Data entries
☆ ☆ ☆
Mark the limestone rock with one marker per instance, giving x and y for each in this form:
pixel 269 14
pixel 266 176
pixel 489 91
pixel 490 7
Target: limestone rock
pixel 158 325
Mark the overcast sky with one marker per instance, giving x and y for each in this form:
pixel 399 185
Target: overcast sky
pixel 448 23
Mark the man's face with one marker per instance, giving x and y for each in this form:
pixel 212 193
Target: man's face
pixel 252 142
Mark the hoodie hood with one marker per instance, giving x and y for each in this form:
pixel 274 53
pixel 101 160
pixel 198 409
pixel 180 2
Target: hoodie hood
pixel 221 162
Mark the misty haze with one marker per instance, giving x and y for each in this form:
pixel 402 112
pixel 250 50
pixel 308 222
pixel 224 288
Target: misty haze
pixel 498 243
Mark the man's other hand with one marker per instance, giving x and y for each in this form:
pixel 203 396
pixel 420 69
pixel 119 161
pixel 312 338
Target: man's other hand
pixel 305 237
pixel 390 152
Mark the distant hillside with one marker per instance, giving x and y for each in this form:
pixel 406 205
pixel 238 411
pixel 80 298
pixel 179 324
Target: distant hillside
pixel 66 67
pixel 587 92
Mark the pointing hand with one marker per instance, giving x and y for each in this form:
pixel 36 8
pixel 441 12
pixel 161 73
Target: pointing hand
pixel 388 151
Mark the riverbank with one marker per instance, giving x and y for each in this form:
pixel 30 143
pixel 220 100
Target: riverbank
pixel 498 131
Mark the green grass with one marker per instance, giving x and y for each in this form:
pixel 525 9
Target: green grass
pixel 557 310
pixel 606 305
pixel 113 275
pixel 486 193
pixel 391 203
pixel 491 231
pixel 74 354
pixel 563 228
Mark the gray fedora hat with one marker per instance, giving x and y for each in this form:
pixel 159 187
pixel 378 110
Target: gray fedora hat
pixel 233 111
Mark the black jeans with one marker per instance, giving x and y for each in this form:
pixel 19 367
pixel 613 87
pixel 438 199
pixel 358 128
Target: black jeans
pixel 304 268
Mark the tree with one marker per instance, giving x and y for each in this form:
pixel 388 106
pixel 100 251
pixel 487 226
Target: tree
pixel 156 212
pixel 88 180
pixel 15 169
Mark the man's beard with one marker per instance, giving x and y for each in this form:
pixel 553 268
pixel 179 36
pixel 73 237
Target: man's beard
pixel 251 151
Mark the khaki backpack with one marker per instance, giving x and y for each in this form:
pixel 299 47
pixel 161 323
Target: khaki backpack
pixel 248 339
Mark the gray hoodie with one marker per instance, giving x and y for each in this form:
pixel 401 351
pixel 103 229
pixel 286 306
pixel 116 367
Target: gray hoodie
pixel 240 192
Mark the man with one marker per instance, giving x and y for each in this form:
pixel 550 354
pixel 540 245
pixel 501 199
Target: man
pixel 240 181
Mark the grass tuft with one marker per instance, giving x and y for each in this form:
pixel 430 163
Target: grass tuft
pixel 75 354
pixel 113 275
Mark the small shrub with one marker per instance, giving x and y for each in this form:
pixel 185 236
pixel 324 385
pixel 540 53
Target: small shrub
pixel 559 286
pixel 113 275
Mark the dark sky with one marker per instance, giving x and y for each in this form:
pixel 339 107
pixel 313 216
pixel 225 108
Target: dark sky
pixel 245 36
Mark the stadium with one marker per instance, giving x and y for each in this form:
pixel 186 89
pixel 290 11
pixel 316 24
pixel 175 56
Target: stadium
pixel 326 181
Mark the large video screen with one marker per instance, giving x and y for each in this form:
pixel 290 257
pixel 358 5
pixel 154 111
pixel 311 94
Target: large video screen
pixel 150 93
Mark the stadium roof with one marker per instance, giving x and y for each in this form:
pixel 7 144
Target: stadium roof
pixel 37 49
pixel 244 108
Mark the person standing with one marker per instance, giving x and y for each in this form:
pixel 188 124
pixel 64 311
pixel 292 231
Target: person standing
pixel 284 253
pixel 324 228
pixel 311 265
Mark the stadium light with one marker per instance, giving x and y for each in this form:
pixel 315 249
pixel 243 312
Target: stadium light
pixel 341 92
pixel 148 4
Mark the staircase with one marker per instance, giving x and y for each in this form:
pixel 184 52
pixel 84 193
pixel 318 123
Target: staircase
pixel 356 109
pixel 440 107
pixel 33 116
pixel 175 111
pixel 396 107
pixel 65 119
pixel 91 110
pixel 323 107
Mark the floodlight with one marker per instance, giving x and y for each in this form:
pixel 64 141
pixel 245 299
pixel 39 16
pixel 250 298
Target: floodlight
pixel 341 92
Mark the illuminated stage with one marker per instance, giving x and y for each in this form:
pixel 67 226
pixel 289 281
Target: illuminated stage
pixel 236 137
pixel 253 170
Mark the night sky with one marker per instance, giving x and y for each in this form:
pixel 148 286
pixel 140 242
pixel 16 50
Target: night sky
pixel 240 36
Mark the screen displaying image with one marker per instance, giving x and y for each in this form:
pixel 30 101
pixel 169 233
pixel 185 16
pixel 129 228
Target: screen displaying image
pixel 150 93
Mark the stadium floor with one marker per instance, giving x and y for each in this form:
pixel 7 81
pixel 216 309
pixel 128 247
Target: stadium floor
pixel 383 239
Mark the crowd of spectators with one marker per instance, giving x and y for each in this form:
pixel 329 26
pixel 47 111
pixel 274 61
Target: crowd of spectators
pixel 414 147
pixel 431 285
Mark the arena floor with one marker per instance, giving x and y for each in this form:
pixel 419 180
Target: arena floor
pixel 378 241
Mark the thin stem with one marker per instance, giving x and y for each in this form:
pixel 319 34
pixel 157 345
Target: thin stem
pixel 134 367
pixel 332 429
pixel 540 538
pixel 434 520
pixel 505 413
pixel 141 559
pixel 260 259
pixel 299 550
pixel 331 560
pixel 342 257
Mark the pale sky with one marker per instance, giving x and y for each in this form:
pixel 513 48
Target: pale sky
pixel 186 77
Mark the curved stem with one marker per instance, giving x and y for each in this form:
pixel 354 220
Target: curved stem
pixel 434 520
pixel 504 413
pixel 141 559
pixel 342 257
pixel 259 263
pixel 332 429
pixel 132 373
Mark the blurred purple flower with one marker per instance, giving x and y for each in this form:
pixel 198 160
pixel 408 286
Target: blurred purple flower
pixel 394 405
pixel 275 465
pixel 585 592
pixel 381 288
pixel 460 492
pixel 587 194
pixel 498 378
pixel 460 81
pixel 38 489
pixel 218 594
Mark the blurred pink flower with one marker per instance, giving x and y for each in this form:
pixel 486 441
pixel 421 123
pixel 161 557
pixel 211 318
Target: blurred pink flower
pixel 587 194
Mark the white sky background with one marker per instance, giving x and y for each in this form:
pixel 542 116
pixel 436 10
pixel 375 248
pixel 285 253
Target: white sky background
☆ ☆ ☆
Exercise brief
Rewrite all the rows above as a single numbered list, one line per item, with no blank lines.

Right answer
1. Mark the limestone rock with one marker per instance, giving x and y for each in this form:
2. pixel 269 14
3. pixel 266 176
4. pixel 489 91
5. pixel 490 7
6. Target: limestone rock
7. pixel 158 325
8. Mark the overcast sky with one marker per instance, giving x and y for each in this form:
9. pixel 399 185
10. Target: overcast sky
11. pixel 448 23
12. Mark the man's face with one marker per instance, giving x and y for each in this form:
13. pixel 212 193
14. Target: man's face
15. pixel 252 142
16. Mark the hoodie hood with one marker per instance, giving x and y for each in this form:
17. pixel 274 53
18. pixel 101 160
19. pixel 198 409
20. pixel 180 2
21. Target: hoodie hood
22. pixel 221 162
23. Mark the misty haze with one marker per instance, giving x and y for each in this form:
24. pixel 402 112
25. pixel 250 50
26. pixel 308 222
27. pixel 224 288
28. Target: misty haze
29. pixel 498 243
30. Mark the man's other hand with one marker per instance, giving x and y for each in this form:
31. pixel 203 396
32. pixel 420 69
33. pixel 119 161
34. pixel 312 338
35. Target: man's other hand
36. pixel 305 237
37. pixel 390 152
38. Mark the distant hillside with one marker per instance, giving x and y for each in this form:
39. pixel 406 205
40. pixel 238 411
41. pixel 80 298
42. pixel 179 324
43. Target: distant hillside
44. pixel 66 67
45. pixel 587 92
46. Mark the pointing hand with one marker per instance, giving x and y for each in this form:
47. pixel 36 8
48. pixel 441 12
49. pixel 161 73
50. Target: pointing hand
51. pixel 388 151
52. Mark the riverbank with one marker per instance, giving x and y for each in this form:
53. pixel 30 143
54. pixel 220 100
55. Target: riverbank
56. pixel 498 131
57. Mark the green grass with one marker per instance, giving x and y for each in this form:
58. pixel 525 9
59. Target: green grass
60. pixel 557 310
61. pixel 606 305
62. pixel 113 275
63. pixel 486 193
64. pixel 391 203
65. pixel 491 231
66. pixel 74 354
67. pixel 563 228
68. Mark the gray fedora hat with one marker per instance, giving x and y for each in this form:
69. pixel 159 187
70. pixel 378 110
71. Target: gray fedora hat
72. pixel 233 111
73. Mark the black jeans with one marker per instance, giving x and y for each in this form:
74. pixel 19 367
75. pixel 613 87
76. pixel 438 199
77. pixel 358 128
78. Target: black jeans
79. pixel 304 268
80. Mark the tree with one marker per instance, giving x and y for each in this form:
81. pixel 388 106
82. pixel 100 251
83. pixel 487 226
84. Target: tree
85. pixel 156 212
86. pixel 88 180
87. pixel 15 169
88. Mark the man's beard with one marker per instance, giving x and y for each in this form:
89. pixel 553 268
90. pixel 179 36
91. pixel 73 237
92. Target: man's beard
93. pixel 251 151
94. Mark the khaki backpack with one marker per instance, giving x and y for each in this form:
95. pixel 299 47
96. pixel 161 323
97. Target: khaki backpack
98. pixel 248 339
99. Mark the gray hoodie with one marker per instance, giving x and y for each in this form:
100. pixel 401 351
101. pixel 103 229
102. pixel 286 306
103. pixel 116 367
104. Target: gray hoodie
105. pixel 240 192
106. Mark the man with one marker per instance, giving x and y for each in this form:
107. pixel 550 354
108. pixel 540 245
109. pixel 501 199
110. Target: man
111. pixel 240 181
112. Mark the grass tuft with one marker per instance, giving x and y for each in this form:
113. pixel 430 163
114. Target: grass tuft
115. pixel 75 354
116. pixel 113 275
117. Mark the small shrub with one marker per instance, giving x and y for each in this form:
118. pixel 185 236
119. pixel 324 385
120. pixel 540 53
121. Target: small shrub
122. pixel 559 286
123. pixel 113 275
124. Mark the dark sky with one marker per instance, giving x and y for each in this form:
125. pixel 339 107
126. pixel 313 216
127. pixel 225 108
128. Target: dark sky
129. pixel 245 36
130. Mark the stadium with one marker per instance, giving x and y for each in this form:
131. pixel 186 89
132. pixel 290 11
133. pixel 316 24
134. pixel 175 56
135. Target: stadium
136. pixel 326 181
137. Mark the large video screen with one marker per instance, giving x and y for each in this form:
138. pixel 290 257
139. pixel 358 5
140. pixel 154 111
141. pixel 311 94
142. Target: large video screen
143. pixel 150 93
144. Mark the stadium roof with one marker per instance, giving x and y for each in this form:
145. pixel 7 144
146. Target: stadium roof
147. pixel 37 49
148. pixel 244 108
149. Mark the person standing with one marker per instance, giving x and y for each in this form:
150. pixel 188 124
151. pixel 64 311
152. pixel 292 231
153. Target: person standing
154. pixel 284 253
155. pixel 324 228
156. pixel 311 265
157. Mark the stadium light with one marker per instance, giving x and y for each in this form:
158. pixel 315 249
159. pixel 243 312
160. Target: stadium light
161. pixel 341 92
162. pixel 148 4
163. Mark the staircase with one marker per instance, giving x and y for each in this form:
164. pixel 184 52
165. pixel 84 193
166. pixel 318 123
167. Target: staircase
168. pixel 356 109
169. pixel 440 107
170. pixel 33 116
171. pixel 175 111
172. pixel 396 107
173. pixel 65 119
174. pixel 91 110
175. pixel 323 107
176. Mark the floodlight with one marker per instance, giving x and y for each in this form:
177. pixel 64 141
178. pixel 245 299
179. pixel 39 16
180. pixel 250 298
181. Target: floodlight
182. pixel 341 92
183. Mark the illuminated stage with one marker per instance, giving x and y for each in this form:
184. pixel 67 226
185. pixel 289 281
186. Target: illuminated stage
187. pixel 236 137
188. pixel 253 170
189. Mark the night sky with one marker per instance, giving x and y for each in this form:
190. pixel 148 286
191. pixel 140 242
192. pixel 16 50
193. Target: night sky
194. pixel 240 36
195. Mark the screen displaying image with one marker per instance, giving x and y for each in this form:
196. pixel 30 101
197. pixel 169 233
198. pixel 185 16
199. pixel 129 228
200. Target: screen displaying image
201. pixel 150 93
202. Mark the stadium floor with one marker per instance, giving x and y for each in this form:
203. pixel 7 81
204. pixel 216 309
205. pixel 128 247
206. Target: stadium floor
207. pixel 383 239
208. Mark the crowd of spectators with one marker per instance, giving x and y for each in this form:
209. pixel 329 26
210. pixel 47 111
211. pixel 274 61
212. Target: crowd of spectators
213. pixel 414 147
214. pixel 431 285
215. Mark the arena floor with one marker per instance, giving x and y for each in this form:
216. pixel 419 180
217. Target: arena floor
218. pixel 378 241
219. Mark the thin stem with one marker per instance, giving x and y for each in this form:
220. pixel 319 34
221. pixel 157 345
222. Target: thin stem
223. pixel 134 367
224. pixel 332 429
225. pixel 540 538
226. pixel 434 520
227. pixel 505 413
228. pixel 141 559
229. pixel 260 259
230. pixel 299 550
231. pixel 331 560
232. pixel 342 257
233. Mark the pale sky with one marker per instance, giving x and y for each in this form:
234. pixel 513 48
235. Target: pale sky
236. pixel 186 77
237. Mark the curved stem with one marker per instance, giving x and y for each in this form:
238. pixel 354 220
239. Target: curved stem
240. pixel 434 520
241. pixel 504 413
242. pixel 141 559
243. pixel 342 257
244. pixel 259 263
245. pixel 332 429
246. pixel 132 373
247. Mark the blurred purple flower with one marker per instance, giving x and y for each in this form:
248. pixel 198 160
249. pixel 408 286
250. Target: blurred purple flower
251. pixel 394 405
252. pixel 275 465
253. pixel 585 592
254. pixel 381 288
255. pixel 460 492
256. pixel 587 194
257. pixel 498 378
258. pixel 460 81
259. pixel 38 489
260. pixel 218 594
261. Mark the blurred pink flower with one marker per instance, giving x and y for each in this form:
262. pixel 486 441
263. pixel 421 123
264. pixel 161 557
265. pixel 211 318
266. Target: blurred pink flower
267. pixel 587 194
268. Mark the white sky background with one marker per instance, giving x and y for each in this form:
269. pixel 542 116
270. pixel 436 10
271. pixel 375 248
272. pixel 285 253
273. Target: white sky background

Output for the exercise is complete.